*** Extracted data ***

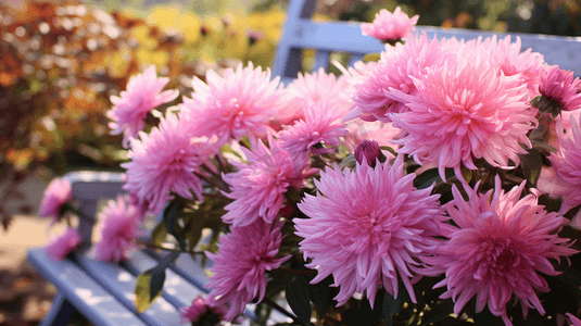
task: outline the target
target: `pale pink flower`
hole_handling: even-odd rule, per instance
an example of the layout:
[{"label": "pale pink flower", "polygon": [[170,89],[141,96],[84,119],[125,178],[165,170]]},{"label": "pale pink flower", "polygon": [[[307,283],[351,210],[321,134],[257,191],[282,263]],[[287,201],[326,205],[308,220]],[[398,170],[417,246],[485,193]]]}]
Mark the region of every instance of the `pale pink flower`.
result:
[{"label": "pale pink flower", "polygon": [[266,271],[280,267],[290,258],[276,258],[282,241],[281,226],[257,220],[232,227],[230,234],[220,237],[217,254],[206,251],[214,262],[206,288],[212,289],[210,297],[217,298],[216,304],[230,305],[225,321],[232,321],[253,299],[261,302],[266,292]]},{"label": "pale pink flower", "polygon": [[569,321],[571,321],[572,324],[570,324],[570,326],[581,326],[581,319],[576,317],[573,314],[566,313],[565,315],[569,317]]},{"label": "pale pink flower", "polygon": [[430,40],[426,34],[409,38],[405,45],[387,47],[377,64],[356,74],[351,82],[354,104],[345,120],[361,117],[369,122],[391,122],[389,113],[408,109],[389,95],[395,90],[415,95],[415,78],[420,78],[428,67],[454,59],[451,49],[442,48],[438,39]]},{"label": "pale pink flower", "polygon": [[[581,123],[581,120],[579,121]],[[559,149],[557,154],[551,154],[550,160],[560,186],[556,192],[563,196],[561,212],[581,204],[581,127],[573,116],[570,117],[569,133],[559,133]],[[561,129],[561,123],[557,129]]]},{"label": "pale pink flower", "polygon": [[76,228],[68,227],[62,235],[53,237],[50,243],[45,246],[45,253],[53,261],[62,261],[83,241]]},{"label": "pale pink flower", "polygon": [[310,218],[294,218],[306,265],[317,268],[311,281],[332,274],[341,286],[338,306],[356,291],[374,302],[378,288],[397,297],[402,279],[416,302],[409,267],[439,243],[440,224],[447,218],[432,187],[414,188],[415,174],[404,176],[403,155],[375,168],[363,161],[355,170],[337,165],[320,174],[318,196],[306,195],[299,209]]},{"label": "pale pink flower", "polygon": [[397,139],[402,130],[394,127],[392,123],[354,120],[349,122],[346,128],[349,135],[345,137],[344,145],[351,152],[355,151],[359,142],[367,139],[374,139],[379,146],[389,146],[394,150],[400,148],[400,146],[393,143],[392,140]]},{"label": "pale pink flower", "polygon": [[[543,55],[532,52],[531,49],[521,50],[520,37],[516,37],[515,42],[510,42],[511,37],[498,39],[496,35],[482,40],[469,40],[464,46],[463,53],[458,57],[488,55],[492,65],[496,65],[505,76],[518,75],[527,85],[528,101],[539,95],[540,71],[545,65]],[[476,53],[479,54],[476,54]]]},{"label": "pale pink flower", "polygon": [[389,95],[409,110],[390,114],[393,125],[407,133],[393,142],[420,164],[437,161],[442,179],[445,167],[458,177],[460,165],[476,170],[472,158],[510,168],[508,160],[518,165],[518,154],[526,153],[520,145],[531,146],[527,133],[536,126],[538,110],[527,102],[518,75],[504,76],[475,55],[428,70],[414,84],[416,95],[395,89]]},{"label": "pale pink flower", "polygon": [[135,248],[135,239],[139,237],[138,227],[142,212],[129,204],[128,196],[119,196],[110,200],[97,216],[103,223],[101,240],[96,244],[94,258],[103,262],[127,260],[127,251]]},{"label": "pale pink flower", "polygon": [[445,274],[434,287],[446,287],[440,298],[454,300],[455,314],[476,296],[476,312],[488,305],[492,314],[511,325],[506,304],[513,294],[520,300],[525,317],[529,308],[545,313],[535,291],[550,289],[539,273],[558,275],[548,259],[577,251],[557,235],[569,221],[547,213],[532,193],[521,198],[525,184],[505,193],[496,176],[495,188],[487,193],[478,192],[479,183],[475,189],[465,187],[468,201],[453,186],[454,200],[445,210],[457,227],[447,225],[443,234],[449,240],[434,248],[433,256],[424,259],[432,267],[421,273]]},{"label": "pale pink flower", "polygon": [[[326,101],[307,104],[304,118],[286,127],[279,135],[280,147],[292,155],[332,152],[341,145],[348,130],[340,118],[342,112]],[[316,148],[316,146],[325,146]]]},{"label": "pale pink flower", "polygon": [[[131,140],[130,162],[123,163],[127,180],[123,189],[132,203],[156,215],[170,199],[169,192],[202,201],[202,165],[214,168],[209,162],[215,153],[210,141],[197,141],[186,130],[189,126],[174,113],[162,117],[159,127],[148,135],[140,133]],[[191,191],[190,191],[191,190]]]},{"label": "pale pink flower", "polygon": [[581,109],[581,79],[579,77],[573,79],[573,72],[564,71],[558,66],[541,70],[539,92],[563,111]]},{"label": "pale pink flower", "polygon": [[181,324],[186,323],[202,323],[204,319],[212,319],[219,322],[226,314],[226,308],[223,305],[216,305],[213,297],[198,296],[191,302],[190,306],[182,306],[179,309],[179,316],[181,317]]},{"label": "pale pink flower", "polygon": [[362,24],[362,34],[377,38],[380,41],[395,41],[409,37],[412,32],[416,29],[415,26],[418,18],[418,15],[411,18],[399,7],[395,8],[393,13],[382,9],[376,14],[376,18],[371,24]]},{"label": "pale pink flower", "polygon": [[269,140],[270,148],[251,139],[252,150],[242,148],[249,163],[231,162],[238,172],[223,176],[230,185],[230,192],[224,195],[235,200],[224,208],[228,211],[222,216],[225,223],[244,226],[261,218],[273,223],[289,187],[301,189],[315,172],[307,156],[294,156]]},{"label": "pale pink flower", "polygon": [[40,217],[52,217],[56,221],[61,216],[63,205],[71,200],[73,192],[71,183],[65,178],[54,178],[45,190],[40,202]]},{"label": "pale pink flower", "polygon": [[264,137],[270,130],[280,98],[279,77],[270,80],[270,70],[254,68],[252,62],[227,68],[224,77],[211,70],[206,83],[194,78],[192,98],[180,104],[194,136],[217,136],[224,143],[244,135]]},{"label": "pale pink flower", "polygon": [[364,140],[355,149],[355,160],[359,164],[363,164],[363,160],[367,160],[367,165],[375,166],[376,161],[380,158],[381,149],[375,140]]},{"label": "pale pink flower", "polygon": [[321,101],[336,105],[336,110],[344,113],[351,105],[348,87],[345,76],[336,77],[325,73],[324,68],[304,75],[299,73],[296,79],[285,89],[285,105],[278,110],[275,122],[292,125],[295,121],[304,121],[305,108]]},{"label": "pale pink flower", "polygon": [[169,78],[157,78],[155,66],[151,65],[142,74],[129,78],[127,90],[122,91],[121,97],[111,97],[114,106],[106,112],[106,116],[112,120],[109,127],[113,129],[113,135],[123,133],[124,147],[143,129],[143,120],[148,112],[178,97],[178,90],[162,91],[167,83]]}]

***

## Given instruction
Write out every line of the entries above as a numbered list, leaving out blank lines and the picture.

## Finished task
1. task: outline the target
2. target: `pale pink flower`
3. hole_handling: even-odd rule, per instance
4. an example of the layout:
5. [{"label": "pale pink flower", "polygon": [[170,89],[141,96],[84,119],[125,178],[165,170]]},{"label": "pale pink flower", "polygon": [[[307,283],[351,210],[321,134],[257,191],[282,263]],[[287,201],[326,205],[308,220]],[[398,170],[417,246],[485,193]]]}]
6. Mark the region of every instance of the `pale pink flower`.
7. result:
8. [{"label": "pale pink flower", "polygon": [[266,271],[280,267],[290,258],[276,258],[282,241],[281,226],[257,220],[232,227],[230,234],[220,237],[217,254],[206,251],[214,262],[206,288],[212,289],[210,297],[217,298],[216,304],[230,305],[225,321],[232,321],[253,299],[261,302],[266,292]]},{"label": "pale pink flower", "polygon": [[569,321],[571,321],[572,324],[570,324],[570,326],[581,326],[581,319],[576,317],[573,314],[566,313],[565,315],[569,317]]},{"label": "pale pink flower", "polygon": [[430,40],[426,34],[409,38],[405,45],[387,47],[377,64],[356,74],[351,82],[354,104],[345,120],[361,117],[369,122],[391,122],[389,113],[408,109],[389,95],[395,90],[415,95],[415,78],[420,78],[428,67],[454,59],[451,49],[442,48],[438,39]]},{"label": "pale pink flower", "polygon": [[[581,123],[581,120],[579,121]],[[559,149],[557,154],[551,154],[550,160],[560,186],[556,192],[563,196],[561,212],[581,204],[581,127],[573,116],[570,117],[569,133],[559,133]],[[561,129],[561,123],[557,129]]]},{"label": "pale pink flower", "polygon": [[76,228],[68,227],[62,235],[53,237],[50,243],[45,246],[45,253],[53,261],[62,261],[83,241]]},{"label": "pale pink flower", "polygon": [[310,218],[294,218],[306,265],[317,268],[311,281],[332,274],[341,286],[338,306],[356,291],[374,302],[378,288],[397,297],[402,279],[416,302],[409,267],[439,243],[440,224],[447,218],[432,187],[414,188],[415,174],[404,176],[403,155],[375,168],[363,161],[355,170],[337,165],[320,174],[318,196],[306,195],[299,209]]},{"label": "pale pink flower", "polygon": [[397,139],[402,130],[394,127],[392,123],[354,120],[349,122],[346,128],[349,135],[345,137],[344,145],[351,152],[355,151],[359,142],[367,139],[374,139],[379,146],[389,146],[394,150],[400,148],[400,146],[393,143],[392,140]]},{"label": "pale pink flower", "polygon": [[[543,55],[532,52],[531,49],[521,50],[520,37],[516,37],[515,42],[510,42],[511,37],[498,39],[496,35],[482,40],[469,40],[464,46],[463,53],[458,57],[488,55],[492,65],[496,65],[505,76],[518,75],[527,85],[528,101],[539,95],[540,71],[545,65]],[[476,53],[479,54],[476,54]]]},{"label": "pale pink flower", "polygon": [[389,95],[409,110],[390,114],[393,125],[407,133],[393,142],[420,164],[437,161],[442,179],[445,167],[458,177],[460,165],[476,170],[472,158],[510,168],[508,160],[518,165],[518,154],[526,153],[520,145],[531,146],[527,133],[536,126],[538,110],[527,102],[518,75],[504,76],[475,55],[428,70],[414,84],[416,95],[395,89]]},{"label": "pale pink flower", "polygon": [[135,248],[135,239],[139,237],[138,227],[142,212],[129,204],[128,196],[119,196],[110,200],[97,216],[103,223],[101,240],[96,244],[94,258],[103,262],[127,260],[127,251]]},{"label": "pale pink flower", "polygon": [[445,274],[434,287],[446,287],[440,298],[454,300],[455,314],[476,296],[476,312],[488,305],[492,314],[511,325],[506,304],[513,294],[520,300],[525,317],[529,308],[545,313],[535,291],[550,289],[539,273],[558,275],[548,259],[577,251],[557,235],[569,221],[547,213],[532,193],[521,198],[525,184],[505,193],[496,176],[495,188],[487,193],[478,192],[479,183],[475,189],[465,187],[468,201],[453,186],[454,200],[445,210],[457,227],[447,225],[443,234],[449,240],[434,248],[433,256],[424,259],[432,267],[421,273]]},{"label": "pale pink flower", "polygon": [[[326,101],[307,104],[304,118],[286,127],[279,135],[280,147],[292,155],[332,152],[341,145],[348,130],[340,118],[342,112]],[[316,148],[316,146],[325,146]]]},{"label": "pale pink flower", "polygon": [[[131,140],[130,162],[123,163],[127,180],[123,189],[132,203],[156,215],[170,199],[169,192],[202,201],[202,165],[214,168],[209,162],[215,153],[210,141],[197,141],[186,130],[189,126],[174,113],[162,117],[159,127],[148,135],[140,133]],[[191,191],[190,191],[191,190]]]},{"label": "pale pink flower", "polygon": [[581,109],[581,79],[579,77],[573,79],[573,72],[564,71],[558,66],[541,70],[539,92],[563,111]]},{"label": "pale pink flower", "polygon": [[181,324],[186,323],[202,323],[204,319],[212,319],[219,322],[226,314],[226,308],[223,305],[216,305],[213,297],[198,296],[191,302],[190,306],[182,306],[179,309],[179,316],[181,317]]},{"label": "pale pink flower", "polygon": [[362,24],[362,34],[377,38],[380,41],[395,41],[409,37],[412,32],[416,29],[415,26],[418,18],[418,15],[411,18],[399,7],[395,8],[393,13],[382,9],[376,14],[376,18],[371,24]]},{"label": "pale pink flower", "polygon": [[269,140],[270,148],[251,139],[252,150],[242,148],[249,163],[231,162],[238,172],[223,176],[230,185],[230,192],[224,195],[235,200],[224,208],[228,211],[222,216],[225,223],[244,226],[261,218],[273,223],[289,187],[301,189],[315,172],[307,156],[294,156]]},{"label": "pale pink flower", "polygon": [[40,217],[52,217],[56,221],[61,216],[63,205],[71,200],[73,192],[71,183],[65,178],[54,178],[45,190],[40,202]]},{"label": "pale pink flower", "polygon": [[264,137],[270,130],[280,98],[279,77],[270,80],[270,70],[254,68],[252,62],[227,68],[224,77],[211,70],[206,83],[194,78],[192,98],[180,104],[194,136],[217,136],[224,143],[244,135]]},{"label": "pale pink flower", "polygon": [[364,140],[355,149],[355,160],[359,164],[363,164],[363,160],[367,160],[367,165],[375,166],[376,161],[380,158],[381,149],[375,140]]},{"label": "pale pink flower", "polygon": [[321,101],[336,105],[336,110],[344,113],[351,105],[348,87],[345,76],[336,77],[325,73],[324,68],[304,75],[299,73],[296,79],[285,89],[285,105],[278,110],[275,122],[292,125],[295,121],[304,121],[305,108]]},{"label": "pale pink flower", "polygon": [[169,78],[157,78],[155,66],[151,65],[142,74],[129,78],[127,90],[122,91],[121,97],[111,97],[114,106],[106,112],[106,116],[112,120],[109,127],[113,129],[113,135],[123,133],[124,147],[143,129],[143,120],[148,112],[178,97],[178,90],[162,91],[167,83]]}]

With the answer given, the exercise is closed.